Supplied records:
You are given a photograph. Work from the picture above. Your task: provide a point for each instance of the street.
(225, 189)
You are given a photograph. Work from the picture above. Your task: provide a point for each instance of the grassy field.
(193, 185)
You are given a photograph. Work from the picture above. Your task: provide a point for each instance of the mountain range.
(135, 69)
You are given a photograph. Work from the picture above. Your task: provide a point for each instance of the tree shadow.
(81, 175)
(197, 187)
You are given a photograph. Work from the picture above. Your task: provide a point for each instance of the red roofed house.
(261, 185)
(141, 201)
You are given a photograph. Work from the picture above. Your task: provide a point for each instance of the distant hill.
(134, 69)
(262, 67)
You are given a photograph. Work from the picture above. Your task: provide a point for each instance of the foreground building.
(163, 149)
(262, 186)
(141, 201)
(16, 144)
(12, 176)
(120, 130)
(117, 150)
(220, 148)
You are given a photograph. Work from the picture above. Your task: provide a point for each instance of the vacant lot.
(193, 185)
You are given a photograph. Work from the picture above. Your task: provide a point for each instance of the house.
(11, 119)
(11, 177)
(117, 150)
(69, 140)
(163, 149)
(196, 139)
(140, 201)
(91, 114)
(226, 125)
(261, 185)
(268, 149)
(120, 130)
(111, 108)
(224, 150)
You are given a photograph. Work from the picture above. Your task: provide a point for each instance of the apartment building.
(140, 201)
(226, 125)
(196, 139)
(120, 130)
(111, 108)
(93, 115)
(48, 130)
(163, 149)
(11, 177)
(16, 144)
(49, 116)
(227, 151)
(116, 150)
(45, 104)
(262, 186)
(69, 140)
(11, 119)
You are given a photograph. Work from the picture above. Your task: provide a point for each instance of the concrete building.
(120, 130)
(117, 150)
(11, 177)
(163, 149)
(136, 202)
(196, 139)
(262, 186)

What is needed: Retype the records exactly, starting at the line that contains "the concrete building." and continuing through the last line of the records.

Response for this exercise:
You are given a photograph. Work from the picture above. Your task: provide a point for each instance of the concrete building.
(120, 130)
(117, 150)
(11, 177)
(163, 149)
(136, 202)
(196, 139)
(262, 186)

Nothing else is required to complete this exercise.